Objective: Can you rewrite the records so that "window" becomes "door" wherever it appears, with nothing else altered?

Source records:
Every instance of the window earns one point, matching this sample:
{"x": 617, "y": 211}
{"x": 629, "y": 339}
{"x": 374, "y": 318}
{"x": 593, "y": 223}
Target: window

Response to this task:
Every instance of the door earns one point, matching this sample:
{"x": 617, "y": 211}
{"x": 629, "y": 339}
{"x": 374, "y": 318}
{"x": 593, "y": 223}
Target: door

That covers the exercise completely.